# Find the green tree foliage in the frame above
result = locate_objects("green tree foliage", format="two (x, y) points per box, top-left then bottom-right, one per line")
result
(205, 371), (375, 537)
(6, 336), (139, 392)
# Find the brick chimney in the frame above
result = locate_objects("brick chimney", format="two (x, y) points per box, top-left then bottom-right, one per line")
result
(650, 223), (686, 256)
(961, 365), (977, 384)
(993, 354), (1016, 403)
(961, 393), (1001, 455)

________________________

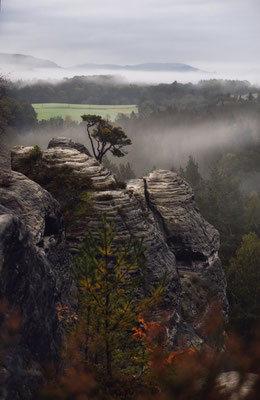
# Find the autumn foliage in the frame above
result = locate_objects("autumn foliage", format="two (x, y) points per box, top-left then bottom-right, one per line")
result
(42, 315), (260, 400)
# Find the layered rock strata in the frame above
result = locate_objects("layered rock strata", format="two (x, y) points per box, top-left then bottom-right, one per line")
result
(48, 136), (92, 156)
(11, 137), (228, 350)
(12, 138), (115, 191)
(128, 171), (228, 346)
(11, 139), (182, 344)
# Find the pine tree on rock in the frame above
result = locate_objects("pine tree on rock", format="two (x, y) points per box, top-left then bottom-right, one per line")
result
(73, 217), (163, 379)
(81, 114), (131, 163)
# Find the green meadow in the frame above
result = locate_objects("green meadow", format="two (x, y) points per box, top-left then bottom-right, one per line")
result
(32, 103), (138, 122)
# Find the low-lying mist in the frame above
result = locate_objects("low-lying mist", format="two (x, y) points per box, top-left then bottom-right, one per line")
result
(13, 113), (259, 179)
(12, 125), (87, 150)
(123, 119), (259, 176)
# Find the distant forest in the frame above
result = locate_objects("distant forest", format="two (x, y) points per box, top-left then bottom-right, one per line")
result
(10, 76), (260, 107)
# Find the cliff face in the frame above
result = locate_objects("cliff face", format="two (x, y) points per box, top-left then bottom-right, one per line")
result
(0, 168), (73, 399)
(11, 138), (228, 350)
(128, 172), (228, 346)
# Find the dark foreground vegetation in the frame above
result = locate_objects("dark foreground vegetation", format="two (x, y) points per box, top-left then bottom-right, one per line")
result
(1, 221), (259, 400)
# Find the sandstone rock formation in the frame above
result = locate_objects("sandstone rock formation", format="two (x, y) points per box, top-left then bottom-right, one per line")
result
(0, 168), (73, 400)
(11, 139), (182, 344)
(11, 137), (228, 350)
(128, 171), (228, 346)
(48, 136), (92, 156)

________________________

Retype only the lines above between the line with "# Find the pine" and the line with "# Find the cliff face in the frame above", counting those two lines as well, and keep every character as it is.

# Find the pine tree on rock in the frame above
result = locate_objects("pine tree on rock", format="two (x, y) points per box, top-left then bottom-right, one per line")
result
(73, 217), (163, 379)
(81, 114), (131, 163)
# Find the green meadow in the frame above
result = locate_objects("green meadow", format="two (x, y) points per box, top-left then bottom-right, one per line")
result
(32, 103), (138, 122)
# Find the low-lying mist in the frame above
result = locate_objects("low-lying mist", format="two (x, y) points per box, top-left then bottom-right, one per line")
result
(13, 113), (259, 179)
(12, 125), (87, 150)
(123, 119), (259, 176)
# Find the distant forest in the frame above
result = locate_objects("distant forest", format="two (x, y) points per box, top-left then bottom-right, one per line")
result
(10, 76), (260, 107)
# Find the cliff face in the frame above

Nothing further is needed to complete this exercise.